EXERCISE
Copy out the part of the records that opens with the line containing "Regarding the white tesla" and closes with the line containing "[0,0,340,122]", reproducing each line unchanged.

ROWS
'''

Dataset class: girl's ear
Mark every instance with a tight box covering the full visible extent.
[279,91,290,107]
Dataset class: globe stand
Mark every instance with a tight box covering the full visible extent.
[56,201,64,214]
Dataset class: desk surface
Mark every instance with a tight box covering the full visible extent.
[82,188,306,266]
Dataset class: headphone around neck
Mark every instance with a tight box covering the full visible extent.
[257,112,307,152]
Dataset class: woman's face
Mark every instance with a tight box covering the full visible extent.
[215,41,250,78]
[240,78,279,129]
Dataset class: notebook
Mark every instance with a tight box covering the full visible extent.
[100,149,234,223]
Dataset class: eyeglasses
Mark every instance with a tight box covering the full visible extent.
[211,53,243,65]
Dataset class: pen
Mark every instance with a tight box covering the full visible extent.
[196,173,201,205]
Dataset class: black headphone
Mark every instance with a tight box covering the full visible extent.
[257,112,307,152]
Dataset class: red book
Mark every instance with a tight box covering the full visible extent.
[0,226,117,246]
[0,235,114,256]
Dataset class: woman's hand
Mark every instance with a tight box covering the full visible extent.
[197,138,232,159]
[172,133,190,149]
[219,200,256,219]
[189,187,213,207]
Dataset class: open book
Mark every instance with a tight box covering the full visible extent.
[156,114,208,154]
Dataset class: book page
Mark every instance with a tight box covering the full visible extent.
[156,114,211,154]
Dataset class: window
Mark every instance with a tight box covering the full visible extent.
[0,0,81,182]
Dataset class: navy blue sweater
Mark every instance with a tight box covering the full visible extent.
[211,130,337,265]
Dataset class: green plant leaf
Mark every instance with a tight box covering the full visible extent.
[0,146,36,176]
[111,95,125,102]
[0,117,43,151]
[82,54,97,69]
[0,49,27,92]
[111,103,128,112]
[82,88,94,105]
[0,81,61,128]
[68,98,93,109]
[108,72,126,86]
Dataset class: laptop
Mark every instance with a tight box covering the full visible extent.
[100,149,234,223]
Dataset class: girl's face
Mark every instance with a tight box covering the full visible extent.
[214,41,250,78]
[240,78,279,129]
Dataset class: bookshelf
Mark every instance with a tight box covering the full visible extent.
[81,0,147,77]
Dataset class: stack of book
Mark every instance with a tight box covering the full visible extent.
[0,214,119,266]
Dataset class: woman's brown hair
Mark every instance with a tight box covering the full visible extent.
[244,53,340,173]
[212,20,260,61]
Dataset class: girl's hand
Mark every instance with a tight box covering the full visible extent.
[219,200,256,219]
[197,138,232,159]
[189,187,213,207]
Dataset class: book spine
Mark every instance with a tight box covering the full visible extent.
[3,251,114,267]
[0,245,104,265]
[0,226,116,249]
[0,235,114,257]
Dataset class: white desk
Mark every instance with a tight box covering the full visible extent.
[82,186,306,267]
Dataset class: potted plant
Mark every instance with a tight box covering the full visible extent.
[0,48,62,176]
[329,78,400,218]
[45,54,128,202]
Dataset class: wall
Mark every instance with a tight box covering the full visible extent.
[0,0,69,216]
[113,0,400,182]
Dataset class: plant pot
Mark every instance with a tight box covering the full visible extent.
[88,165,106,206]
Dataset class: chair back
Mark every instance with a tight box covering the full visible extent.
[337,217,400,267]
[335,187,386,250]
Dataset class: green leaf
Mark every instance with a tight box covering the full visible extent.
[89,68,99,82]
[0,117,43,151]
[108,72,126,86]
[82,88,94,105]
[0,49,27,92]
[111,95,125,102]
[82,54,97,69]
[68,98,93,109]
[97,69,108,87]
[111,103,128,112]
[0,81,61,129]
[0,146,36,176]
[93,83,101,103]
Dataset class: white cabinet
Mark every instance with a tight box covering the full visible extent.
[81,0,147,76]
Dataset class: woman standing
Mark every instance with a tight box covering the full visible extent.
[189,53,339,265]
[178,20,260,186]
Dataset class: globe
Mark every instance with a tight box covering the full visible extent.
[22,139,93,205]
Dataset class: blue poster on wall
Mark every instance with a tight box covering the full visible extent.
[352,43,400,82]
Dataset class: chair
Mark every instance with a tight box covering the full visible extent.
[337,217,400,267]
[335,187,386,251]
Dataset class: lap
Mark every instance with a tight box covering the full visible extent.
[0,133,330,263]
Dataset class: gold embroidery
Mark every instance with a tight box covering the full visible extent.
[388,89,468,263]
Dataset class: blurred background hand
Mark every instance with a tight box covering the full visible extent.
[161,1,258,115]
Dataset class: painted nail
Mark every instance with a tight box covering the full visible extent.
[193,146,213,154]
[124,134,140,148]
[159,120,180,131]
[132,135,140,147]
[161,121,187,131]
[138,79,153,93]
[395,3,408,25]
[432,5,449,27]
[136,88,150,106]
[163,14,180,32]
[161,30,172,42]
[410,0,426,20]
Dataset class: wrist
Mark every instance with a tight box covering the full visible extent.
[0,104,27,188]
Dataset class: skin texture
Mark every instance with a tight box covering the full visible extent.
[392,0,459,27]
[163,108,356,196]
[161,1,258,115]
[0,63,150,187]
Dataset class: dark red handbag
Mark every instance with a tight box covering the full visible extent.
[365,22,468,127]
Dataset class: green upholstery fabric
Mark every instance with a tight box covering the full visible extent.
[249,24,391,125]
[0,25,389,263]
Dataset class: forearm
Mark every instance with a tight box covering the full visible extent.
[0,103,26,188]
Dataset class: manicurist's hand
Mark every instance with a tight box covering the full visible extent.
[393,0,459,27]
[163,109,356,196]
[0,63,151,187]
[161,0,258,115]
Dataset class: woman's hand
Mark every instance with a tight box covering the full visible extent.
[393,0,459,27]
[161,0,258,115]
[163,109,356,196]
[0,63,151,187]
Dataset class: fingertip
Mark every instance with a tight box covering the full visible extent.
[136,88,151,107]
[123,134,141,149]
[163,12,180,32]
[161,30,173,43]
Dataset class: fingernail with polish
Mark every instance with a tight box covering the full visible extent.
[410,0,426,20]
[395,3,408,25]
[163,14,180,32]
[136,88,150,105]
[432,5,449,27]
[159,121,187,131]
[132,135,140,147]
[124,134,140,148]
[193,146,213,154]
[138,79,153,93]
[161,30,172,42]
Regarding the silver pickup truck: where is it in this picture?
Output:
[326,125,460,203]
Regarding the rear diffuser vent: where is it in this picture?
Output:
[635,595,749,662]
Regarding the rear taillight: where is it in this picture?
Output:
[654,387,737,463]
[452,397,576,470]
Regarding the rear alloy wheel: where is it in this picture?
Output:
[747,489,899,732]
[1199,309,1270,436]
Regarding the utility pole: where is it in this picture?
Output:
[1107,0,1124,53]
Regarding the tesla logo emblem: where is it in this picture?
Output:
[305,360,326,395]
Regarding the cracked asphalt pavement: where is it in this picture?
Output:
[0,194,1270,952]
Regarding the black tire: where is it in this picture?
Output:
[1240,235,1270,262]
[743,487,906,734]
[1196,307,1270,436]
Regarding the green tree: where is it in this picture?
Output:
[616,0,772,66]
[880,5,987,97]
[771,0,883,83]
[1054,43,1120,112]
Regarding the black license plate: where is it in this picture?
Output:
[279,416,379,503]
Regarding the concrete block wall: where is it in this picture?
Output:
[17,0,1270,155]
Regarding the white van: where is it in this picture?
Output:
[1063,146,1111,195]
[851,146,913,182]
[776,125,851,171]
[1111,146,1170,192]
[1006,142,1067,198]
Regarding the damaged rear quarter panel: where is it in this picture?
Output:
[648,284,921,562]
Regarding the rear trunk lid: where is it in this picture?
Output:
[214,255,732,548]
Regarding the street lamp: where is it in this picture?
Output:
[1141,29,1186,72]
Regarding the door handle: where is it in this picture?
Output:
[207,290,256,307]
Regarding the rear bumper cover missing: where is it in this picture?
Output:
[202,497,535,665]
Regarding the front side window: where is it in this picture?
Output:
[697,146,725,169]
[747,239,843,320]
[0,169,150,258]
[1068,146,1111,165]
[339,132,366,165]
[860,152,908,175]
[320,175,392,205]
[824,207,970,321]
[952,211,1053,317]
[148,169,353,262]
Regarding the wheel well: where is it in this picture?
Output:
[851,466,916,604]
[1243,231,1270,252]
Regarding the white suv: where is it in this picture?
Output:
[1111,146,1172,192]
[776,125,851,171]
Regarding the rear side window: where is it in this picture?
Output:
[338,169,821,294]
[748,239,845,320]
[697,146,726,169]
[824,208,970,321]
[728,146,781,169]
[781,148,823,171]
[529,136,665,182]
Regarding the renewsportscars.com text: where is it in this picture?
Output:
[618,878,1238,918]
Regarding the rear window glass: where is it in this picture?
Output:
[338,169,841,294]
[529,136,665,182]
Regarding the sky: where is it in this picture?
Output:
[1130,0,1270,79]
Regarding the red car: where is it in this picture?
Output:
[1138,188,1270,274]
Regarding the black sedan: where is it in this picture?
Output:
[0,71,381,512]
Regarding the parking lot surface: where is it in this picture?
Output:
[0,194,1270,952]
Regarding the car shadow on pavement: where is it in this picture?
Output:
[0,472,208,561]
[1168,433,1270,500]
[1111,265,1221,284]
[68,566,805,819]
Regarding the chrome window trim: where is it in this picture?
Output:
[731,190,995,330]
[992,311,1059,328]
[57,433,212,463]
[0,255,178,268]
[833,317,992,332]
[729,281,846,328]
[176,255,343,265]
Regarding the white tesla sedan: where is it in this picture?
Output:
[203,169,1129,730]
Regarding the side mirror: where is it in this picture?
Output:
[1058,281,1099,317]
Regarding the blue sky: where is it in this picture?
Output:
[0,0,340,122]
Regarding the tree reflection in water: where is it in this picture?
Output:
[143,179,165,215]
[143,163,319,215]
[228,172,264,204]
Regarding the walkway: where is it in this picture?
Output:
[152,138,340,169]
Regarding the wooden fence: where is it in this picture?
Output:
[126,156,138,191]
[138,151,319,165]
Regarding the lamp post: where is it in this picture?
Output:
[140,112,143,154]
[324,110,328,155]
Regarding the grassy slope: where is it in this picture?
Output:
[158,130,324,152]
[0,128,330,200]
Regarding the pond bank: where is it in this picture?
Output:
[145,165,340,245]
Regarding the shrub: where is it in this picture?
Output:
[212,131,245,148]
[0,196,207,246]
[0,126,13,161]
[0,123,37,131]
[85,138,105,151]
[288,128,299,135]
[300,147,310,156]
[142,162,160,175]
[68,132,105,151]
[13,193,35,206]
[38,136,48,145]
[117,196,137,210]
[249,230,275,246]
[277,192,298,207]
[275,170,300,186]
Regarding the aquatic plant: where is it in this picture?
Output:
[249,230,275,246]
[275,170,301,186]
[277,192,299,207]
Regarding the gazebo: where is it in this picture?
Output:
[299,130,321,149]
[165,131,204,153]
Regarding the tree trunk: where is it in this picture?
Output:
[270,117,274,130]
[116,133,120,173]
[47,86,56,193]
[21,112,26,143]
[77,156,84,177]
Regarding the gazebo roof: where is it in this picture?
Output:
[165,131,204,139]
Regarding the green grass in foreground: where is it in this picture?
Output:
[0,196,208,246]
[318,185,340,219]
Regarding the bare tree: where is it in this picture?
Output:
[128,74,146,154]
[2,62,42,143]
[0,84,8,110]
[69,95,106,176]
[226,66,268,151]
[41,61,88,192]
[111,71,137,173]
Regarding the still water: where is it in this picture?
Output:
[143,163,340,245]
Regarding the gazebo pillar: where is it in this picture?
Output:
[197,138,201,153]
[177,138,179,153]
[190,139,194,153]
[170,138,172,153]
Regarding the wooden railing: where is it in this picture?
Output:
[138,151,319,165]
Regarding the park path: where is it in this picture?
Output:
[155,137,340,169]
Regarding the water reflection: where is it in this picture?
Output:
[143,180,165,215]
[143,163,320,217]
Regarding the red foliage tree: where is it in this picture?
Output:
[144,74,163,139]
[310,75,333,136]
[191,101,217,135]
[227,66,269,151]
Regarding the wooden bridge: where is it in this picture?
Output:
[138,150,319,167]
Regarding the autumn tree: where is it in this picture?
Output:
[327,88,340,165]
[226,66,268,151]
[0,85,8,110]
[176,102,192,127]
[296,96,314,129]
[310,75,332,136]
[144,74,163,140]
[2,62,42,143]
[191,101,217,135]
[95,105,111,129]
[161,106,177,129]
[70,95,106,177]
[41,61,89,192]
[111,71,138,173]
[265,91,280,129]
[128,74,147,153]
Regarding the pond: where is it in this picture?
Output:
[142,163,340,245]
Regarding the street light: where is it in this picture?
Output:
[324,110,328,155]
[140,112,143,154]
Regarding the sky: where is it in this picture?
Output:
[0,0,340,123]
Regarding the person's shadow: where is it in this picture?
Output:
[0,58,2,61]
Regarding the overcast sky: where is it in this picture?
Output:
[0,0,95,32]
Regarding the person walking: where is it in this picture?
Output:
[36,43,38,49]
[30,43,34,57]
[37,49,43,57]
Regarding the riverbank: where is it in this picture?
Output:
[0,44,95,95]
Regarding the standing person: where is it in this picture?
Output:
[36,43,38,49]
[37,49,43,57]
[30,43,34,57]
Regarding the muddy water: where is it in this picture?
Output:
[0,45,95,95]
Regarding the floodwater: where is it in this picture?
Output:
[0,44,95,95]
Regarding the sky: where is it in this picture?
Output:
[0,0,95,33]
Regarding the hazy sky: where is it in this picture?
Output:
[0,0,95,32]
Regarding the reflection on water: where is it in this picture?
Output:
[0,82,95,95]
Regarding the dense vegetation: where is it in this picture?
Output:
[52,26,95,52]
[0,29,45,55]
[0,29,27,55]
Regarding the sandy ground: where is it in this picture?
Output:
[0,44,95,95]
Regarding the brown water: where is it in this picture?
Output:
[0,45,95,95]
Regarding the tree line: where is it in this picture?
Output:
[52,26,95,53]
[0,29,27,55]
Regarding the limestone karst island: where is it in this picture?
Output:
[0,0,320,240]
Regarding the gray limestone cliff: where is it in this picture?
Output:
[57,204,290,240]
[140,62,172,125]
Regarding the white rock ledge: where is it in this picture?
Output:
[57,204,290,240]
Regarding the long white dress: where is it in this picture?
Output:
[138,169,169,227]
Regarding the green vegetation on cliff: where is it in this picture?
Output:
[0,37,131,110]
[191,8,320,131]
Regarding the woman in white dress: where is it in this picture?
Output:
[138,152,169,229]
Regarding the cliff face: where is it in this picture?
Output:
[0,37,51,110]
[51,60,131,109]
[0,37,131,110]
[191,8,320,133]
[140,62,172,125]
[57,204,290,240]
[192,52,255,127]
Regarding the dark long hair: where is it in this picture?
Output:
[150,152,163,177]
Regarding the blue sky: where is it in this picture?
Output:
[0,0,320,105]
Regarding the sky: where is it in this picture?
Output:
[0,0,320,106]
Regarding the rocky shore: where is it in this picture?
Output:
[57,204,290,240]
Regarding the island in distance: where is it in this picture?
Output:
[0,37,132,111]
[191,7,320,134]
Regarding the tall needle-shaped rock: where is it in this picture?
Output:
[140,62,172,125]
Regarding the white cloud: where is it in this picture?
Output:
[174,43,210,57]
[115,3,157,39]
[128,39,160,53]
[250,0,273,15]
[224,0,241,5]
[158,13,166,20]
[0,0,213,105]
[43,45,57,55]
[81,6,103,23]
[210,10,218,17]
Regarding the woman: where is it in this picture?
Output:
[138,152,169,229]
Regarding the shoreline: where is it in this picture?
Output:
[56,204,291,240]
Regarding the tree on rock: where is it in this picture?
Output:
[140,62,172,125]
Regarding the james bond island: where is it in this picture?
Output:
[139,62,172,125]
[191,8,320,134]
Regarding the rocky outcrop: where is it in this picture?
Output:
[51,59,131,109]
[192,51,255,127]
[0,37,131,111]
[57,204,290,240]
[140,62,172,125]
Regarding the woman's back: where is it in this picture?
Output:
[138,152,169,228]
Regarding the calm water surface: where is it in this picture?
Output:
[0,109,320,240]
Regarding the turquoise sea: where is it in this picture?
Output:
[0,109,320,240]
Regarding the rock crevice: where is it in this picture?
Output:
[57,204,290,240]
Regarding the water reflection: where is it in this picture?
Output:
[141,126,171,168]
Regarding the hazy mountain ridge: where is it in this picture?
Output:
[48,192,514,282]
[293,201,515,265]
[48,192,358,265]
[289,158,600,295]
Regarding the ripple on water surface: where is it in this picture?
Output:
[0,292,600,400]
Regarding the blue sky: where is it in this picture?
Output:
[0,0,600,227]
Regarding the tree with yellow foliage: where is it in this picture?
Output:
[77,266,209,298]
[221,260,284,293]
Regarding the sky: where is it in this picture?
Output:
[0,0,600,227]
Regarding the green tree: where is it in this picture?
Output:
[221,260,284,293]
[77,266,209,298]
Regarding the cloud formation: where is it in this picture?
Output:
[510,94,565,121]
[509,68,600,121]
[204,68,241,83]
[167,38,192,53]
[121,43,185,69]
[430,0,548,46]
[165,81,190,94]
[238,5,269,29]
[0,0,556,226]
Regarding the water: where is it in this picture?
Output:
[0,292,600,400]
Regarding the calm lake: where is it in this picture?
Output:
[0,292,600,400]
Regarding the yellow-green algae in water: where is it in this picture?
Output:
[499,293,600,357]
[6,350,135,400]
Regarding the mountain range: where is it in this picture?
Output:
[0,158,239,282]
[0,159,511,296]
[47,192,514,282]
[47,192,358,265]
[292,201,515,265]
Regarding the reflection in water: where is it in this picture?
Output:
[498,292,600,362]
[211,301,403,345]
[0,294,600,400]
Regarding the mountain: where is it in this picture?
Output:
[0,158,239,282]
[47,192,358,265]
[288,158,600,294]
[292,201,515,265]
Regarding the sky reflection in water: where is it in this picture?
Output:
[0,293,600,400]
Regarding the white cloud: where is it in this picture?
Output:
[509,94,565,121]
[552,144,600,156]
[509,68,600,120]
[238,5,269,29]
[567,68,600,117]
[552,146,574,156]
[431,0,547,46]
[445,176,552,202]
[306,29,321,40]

'''

FULL RESPONSE
Regarding the white tesla sedan: where is it in this picture?
Output:
[203,169,1129,730]
Regarding the side mirror: where is it in this picture?
Output:
[1058,281,1099,317]
Regarding the blue sky: where is it in this picture?
Output:
[0,0,340,122]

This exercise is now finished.